### Problem requirements
Print all of the records below again without a single difference.

★ ★ ★ ★ ★

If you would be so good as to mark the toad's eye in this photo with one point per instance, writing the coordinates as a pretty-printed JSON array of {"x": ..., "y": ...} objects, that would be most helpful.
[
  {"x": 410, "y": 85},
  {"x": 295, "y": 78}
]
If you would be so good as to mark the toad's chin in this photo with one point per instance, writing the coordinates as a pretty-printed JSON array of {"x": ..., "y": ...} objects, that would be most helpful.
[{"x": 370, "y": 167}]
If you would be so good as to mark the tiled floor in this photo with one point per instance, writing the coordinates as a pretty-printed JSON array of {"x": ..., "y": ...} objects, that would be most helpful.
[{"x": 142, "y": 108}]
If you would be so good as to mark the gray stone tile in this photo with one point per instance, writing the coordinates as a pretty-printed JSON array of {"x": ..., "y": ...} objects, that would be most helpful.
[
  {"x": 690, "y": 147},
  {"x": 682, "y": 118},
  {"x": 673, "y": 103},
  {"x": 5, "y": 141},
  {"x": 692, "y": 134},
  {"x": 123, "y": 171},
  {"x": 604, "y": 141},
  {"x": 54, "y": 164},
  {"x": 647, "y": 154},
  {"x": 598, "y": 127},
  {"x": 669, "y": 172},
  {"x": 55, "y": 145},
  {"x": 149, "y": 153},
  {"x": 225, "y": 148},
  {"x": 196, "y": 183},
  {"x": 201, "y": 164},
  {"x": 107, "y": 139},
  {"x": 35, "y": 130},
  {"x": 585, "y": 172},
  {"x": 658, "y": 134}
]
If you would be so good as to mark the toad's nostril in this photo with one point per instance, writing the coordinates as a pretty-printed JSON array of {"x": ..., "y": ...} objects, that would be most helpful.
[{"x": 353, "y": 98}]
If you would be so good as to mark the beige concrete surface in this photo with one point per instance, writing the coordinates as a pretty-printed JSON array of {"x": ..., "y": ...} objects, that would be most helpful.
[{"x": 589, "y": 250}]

★ ★ ★ ★ ★

### Reply to the task
If you would be so good as to mark the toad's eye in this photo with one point per instance, writing the coordinates as a pretty-printed JSON array of {"x": ..., "y": ...} objects, that would be most helpful.
[
  {"x": 410, "y": 85},
  {"x": 295, "y": 78}
]
If you would be so good as to mark the toad's chin in this photo with one point per instance, writing the coordinates as a pretty-printed JSON array of {"x": ..., "y": ...} objects, that would be most helpful.
[{"x": 370, "y": 167}]
If you would be so good as to mark the tiled floor in this photo with one point per instance, writing the coordinates as a pretty-printed JSON array of {"x": ..., "y": ...} objects, that would be most helpful.
[{"x": 142, "y": 108}]
If you would be so good as to mark the gray stone tile in this photo with one point per instance, writing the coordinates as a pretty-printed JSON array of {"x": ..., "y": ...} objects, that would be most helpful.
[
  {"x": 690, "y": 147},
  {"x": 682, "y": 118},
  {"x": 673, "y": 103},
  {"x": 5, "y": 141},
  {"x": 692, "y": 134},
  {"x": 123, "y": 171},
  {"x": 604, "y": 141},
  {"x": 54, "y": 164},
  {"x": 647, "y": 154},
  {"x": 598, "y": 127},
  {"x": 669, "y": 172},
  {"x": 55, "y": 145},
  {"x": 149, "y": 153},
  {"x": 225, "y": 148},
  {"x": 196, "y": 183},
  {"x": 201, "y": 164},
  {"x": 107, "y": 139},
  {"x": 35, "y": 130},
  {"x": 585, "y": 172},
  {"x": 658, "y": 134}
]
If you would be so good as to mark the toad's nostril in this photo with one point per instance, writing the coordinates as a pretty-printed JSON array of {"x": ..., "y": ...} objects, that would be most helpful.
[{"x": 353, "y": 98}]
If you would be so good as to mark the beige concrete surface in this photo with one point per instance, writing the coordinates as a pretty-printed JSON array of {"x": ..., "y": ...} objects, that would be most helpful.
[{"x": 589, "y": 250}]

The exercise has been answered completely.